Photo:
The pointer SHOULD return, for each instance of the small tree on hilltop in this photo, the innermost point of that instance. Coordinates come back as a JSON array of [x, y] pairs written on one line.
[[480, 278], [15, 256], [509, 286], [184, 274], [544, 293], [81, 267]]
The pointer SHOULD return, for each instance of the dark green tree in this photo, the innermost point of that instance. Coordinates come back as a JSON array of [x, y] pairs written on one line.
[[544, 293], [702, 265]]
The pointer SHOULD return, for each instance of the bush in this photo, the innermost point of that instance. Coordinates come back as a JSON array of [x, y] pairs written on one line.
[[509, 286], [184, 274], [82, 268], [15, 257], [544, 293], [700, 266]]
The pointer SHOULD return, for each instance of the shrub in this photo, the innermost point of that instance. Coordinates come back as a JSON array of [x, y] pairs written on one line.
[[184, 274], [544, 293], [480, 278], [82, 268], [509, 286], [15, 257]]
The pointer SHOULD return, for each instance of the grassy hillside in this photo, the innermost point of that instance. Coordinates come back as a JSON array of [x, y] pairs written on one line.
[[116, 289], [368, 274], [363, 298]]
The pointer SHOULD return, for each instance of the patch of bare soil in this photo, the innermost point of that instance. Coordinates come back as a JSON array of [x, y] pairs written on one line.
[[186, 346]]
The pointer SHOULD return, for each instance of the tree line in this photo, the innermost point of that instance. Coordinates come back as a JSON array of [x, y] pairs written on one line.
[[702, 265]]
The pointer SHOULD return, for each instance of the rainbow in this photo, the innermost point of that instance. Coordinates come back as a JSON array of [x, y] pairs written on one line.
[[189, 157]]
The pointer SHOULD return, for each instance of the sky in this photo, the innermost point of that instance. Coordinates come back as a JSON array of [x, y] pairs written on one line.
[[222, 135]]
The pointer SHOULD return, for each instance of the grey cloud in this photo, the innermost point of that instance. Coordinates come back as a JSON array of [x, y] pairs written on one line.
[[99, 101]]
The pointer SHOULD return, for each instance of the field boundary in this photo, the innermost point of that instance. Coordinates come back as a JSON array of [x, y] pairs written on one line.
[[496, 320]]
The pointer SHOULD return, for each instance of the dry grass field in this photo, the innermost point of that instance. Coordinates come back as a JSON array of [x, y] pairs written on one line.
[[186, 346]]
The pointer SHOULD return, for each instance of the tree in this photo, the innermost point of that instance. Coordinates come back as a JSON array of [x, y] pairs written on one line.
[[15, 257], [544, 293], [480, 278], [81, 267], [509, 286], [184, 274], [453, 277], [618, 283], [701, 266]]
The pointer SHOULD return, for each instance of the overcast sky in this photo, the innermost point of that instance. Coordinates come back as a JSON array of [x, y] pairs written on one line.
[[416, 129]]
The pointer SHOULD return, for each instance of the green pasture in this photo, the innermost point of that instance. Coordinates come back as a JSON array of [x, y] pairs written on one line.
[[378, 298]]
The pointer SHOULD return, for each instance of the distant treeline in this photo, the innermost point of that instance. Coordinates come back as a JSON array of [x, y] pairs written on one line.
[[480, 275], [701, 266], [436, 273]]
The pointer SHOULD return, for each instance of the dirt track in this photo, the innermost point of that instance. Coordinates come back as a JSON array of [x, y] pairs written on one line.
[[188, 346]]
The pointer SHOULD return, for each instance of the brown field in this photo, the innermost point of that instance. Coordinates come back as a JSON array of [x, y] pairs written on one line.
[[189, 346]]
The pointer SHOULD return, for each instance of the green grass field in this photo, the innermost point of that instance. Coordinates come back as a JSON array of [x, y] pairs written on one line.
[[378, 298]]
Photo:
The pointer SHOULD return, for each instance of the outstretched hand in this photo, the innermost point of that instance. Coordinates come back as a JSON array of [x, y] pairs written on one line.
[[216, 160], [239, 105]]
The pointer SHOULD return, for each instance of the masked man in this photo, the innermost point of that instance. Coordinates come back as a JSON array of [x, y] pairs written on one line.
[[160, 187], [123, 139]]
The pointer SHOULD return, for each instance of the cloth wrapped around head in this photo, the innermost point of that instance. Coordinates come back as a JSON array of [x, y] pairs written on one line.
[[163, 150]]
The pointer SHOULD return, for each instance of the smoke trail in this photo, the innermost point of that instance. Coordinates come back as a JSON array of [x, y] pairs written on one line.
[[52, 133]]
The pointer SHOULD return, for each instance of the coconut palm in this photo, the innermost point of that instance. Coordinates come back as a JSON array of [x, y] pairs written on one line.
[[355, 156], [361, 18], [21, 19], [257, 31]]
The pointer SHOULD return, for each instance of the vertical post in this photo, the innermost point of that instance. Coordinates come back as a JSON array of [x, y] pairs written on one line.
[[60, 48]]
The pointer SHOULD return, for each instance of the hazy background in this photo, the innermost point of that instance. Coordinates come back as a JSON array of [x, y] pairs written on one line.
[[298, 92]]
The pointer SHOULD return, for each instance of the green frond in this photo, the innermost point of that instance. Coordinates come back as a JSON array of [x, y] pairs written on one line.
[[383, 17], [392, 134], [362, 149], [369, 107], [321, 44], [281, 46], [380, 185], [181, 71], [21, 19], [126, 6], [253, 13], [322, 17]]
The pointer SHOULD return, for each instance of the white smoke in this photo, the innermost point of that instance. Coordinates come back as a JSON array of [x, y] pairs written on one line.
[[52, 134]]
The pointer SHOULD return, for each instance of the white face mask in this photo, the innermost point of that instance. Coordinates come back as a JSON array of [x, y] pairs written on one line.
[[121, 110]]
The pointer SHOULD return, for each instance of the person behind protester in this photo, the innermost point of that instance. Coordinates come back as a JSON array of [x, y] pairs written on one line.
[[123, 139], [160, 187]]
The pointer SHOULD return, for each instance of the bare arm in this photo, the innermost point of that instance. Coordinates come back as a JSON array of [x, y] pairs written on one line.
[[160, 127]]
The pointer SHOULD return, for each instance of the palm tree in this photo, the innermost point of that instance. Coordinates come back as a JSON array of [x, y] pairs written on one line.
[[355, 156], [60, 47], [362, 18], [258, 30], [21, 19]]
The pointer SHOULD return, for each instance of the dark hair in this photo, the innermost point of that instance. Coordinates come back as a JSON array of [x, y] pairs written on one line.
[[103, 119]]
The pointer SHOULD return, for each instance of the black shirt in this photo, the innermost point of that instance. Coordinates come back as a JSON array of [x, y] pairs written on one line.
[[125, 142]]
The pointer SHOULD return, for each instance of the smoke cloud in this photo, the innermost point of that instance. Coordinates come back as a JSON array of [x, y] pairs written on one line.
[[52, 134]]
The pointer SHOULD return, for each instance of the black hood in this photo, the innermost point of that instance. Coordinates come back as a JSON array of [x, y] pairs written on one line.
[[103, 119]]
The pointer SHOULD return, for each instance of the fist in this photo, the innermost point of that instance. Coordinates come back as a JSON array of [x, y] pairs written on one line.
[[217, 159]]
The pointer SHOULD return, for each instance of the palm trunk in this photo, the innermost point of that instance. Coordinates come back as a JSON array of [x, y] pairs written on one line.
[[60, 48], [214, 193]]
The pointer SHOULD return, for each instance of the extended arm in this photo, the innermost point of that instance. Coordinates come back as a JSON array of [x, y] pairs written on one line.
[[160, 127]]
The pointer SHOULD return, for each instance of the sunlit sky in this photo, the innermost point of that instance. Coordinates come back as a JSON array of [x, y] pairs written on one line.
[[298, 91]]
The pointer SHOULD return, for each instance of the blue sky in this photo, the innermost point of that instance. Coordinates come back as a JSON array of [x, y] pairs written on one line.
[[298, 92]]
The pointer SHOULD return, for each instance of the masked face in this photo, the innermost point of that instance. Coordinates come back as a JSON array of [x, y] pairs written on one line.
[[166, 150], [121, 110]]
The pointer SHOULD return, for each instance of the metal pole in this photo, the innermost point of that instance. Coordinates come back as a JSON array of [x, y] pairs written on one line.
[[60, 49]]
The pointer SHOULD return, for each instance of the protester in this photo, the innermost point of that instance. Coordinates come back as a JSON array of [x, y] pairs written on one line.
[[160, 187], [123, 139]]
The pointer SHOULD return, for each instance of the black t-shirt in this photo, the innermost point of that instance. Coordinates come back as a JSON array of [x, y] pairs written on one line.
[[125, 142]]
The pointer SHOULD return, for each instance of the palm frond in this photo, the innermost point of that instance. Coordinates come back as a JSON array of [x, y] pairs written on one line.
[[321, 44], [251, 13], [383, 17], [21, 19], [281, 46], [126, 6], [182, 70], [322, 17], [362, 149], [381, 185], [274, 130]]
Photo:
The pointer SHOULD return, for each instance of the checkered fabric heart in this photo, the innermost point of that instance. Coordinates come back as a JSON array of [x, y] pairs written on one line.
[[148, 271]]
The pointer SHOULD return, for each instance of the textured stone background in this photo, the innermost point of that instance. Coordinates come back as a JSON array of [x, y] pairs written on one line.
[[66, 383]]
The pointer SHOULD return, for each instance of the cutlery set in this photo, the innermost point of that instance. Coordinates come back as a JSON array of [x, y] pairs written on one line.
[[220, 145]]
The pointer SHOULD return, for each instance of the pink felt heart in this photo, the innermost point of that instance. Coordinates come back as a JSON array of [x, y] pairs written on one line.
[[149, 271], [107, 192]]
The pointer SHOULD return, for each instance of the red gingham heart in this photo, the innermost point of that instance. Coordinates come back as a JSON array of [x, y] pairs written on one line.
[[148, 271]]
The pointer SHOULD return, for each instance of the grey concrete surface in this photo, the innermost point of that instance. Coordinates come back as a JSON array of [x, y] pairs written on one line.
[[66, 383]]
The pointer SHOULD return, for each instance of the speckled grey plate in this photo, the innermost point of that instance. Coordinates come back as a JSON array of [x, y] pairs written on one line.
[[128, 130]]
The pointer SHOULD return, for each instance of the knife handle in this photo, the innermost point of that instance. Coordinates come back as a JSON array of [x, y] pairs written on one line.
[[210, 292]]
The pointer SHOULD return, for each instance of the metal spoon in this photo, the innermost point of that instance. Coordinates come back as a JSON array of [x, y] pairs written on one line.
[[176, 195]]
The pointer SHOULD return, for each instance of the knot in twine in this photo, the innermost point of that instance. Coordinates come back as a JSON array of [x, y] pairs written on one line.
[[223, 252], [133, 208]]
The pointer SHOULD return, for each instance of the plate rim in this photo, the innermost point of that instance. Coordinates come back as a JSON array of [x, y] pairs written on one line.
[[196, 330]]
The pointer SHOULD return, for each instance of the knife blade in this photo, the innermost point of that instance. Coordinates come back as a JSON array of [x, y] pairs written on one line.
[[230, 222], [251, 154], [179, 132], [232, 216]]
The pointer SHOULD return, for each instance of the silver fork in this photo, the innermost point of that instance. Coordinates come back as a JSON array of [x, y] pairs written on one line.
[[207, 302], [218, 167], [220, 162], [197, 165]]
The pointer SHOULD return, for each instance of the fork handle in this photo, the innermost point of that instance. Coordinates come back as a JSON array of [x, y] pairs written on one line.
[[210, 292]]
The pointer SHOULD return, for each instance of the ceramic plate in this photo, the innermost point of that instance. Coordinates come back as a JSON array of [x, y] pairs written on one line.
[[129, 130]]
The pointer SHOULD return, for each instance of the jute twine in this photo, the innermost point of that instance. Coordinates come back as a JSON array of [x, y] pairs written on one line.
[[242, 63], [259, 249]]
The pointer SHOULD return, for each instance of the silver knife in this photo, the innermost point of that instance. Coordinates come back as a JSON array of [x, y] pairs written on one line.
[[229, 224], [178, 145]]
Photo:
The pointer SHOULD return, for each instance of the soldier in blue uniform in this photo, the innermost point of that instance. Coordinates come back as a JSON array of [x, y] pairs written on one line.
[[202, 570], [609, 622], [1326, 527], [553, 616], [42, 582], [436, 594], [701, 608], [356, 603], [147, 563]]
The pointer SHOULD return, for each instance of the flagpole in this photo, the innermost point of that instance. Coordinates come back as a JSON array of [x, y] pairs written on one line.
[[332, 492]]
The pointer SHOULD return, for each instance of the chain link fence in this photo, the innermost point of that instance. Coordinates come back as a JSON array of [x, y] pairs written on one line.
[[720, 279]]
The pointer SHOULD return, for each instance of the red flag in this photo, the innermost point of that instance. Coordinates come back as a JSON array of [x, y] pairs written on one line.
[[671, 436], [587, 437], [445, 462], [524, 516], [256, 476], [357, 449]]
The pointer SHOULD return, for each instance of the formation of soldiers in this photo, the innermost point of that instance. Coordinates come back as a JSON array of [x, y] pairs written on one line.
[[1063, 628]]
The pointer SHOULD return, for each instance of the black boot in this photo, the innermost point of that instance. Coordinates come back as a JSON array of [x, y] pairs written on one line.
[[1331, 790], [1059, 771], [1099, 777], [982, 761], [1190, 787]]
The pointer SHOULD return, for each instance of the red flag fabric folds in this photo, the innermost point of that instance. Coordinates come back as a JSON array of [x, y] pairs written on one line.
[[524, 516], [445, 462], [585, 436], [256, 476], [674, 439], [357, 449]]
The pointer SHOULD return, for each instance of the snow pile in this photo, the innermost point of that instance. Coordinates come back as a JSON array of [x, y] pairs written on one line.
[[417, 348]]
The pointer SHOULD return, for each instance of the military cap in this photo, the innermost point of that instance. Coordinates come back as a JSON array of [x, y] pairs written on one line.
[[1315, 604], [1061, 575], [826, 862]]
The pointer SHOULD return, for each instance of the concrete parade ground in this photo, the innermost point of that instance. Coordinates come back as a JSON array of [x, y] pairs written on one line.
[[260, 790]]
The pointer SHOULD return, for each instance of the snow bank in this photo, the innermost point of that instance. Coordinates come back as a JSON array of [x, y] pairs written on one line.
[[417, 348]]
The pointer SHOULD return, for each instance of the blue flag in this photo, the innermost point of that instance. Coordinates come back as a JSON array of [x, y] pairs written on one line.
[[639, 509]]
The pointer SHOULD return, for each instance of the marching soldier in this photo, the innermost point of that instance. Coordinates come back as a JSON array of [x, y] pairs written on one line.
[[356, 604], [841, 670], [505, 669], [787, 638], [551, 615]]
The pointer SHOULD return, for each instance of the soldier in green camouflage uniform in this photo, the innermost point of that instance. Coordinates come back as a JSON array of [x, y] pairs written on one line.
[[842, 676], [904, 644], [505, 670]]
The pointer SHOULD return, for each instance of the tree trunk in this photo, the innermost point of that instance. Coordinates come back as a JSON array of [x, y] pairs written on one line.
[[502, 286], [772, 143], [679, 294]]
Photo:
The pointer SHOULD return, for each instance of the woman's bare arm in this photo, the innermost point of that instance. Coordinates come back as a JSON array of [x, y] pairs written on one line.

-*-*-

- _Instructions to follow_:
Can you scale the lines between the one holding "The pointer SHOULD return, for each instance of the cloth" and the one holding "[[52, 133]]", inclusive, by restating every line of those entries and multiplying each coordinate in the answers by 2.05? Round each result to a whole number with halves going up, and give only those lines.

- _Finished answer_:
The pointer SHOULD return, for each instance of the cloth wrapped around head in this photo, the innermost point of that instance. Coordinates come back as a JSON array of [x, y] pairs written on one line.
[[334, 308]]
The pointer SHOULD return, for each instance of the smoke trail in this photo, the innermost point of that instance. Coordinates come back as a JSON array of [x, y] pairs written on one line.
[[107, 273]]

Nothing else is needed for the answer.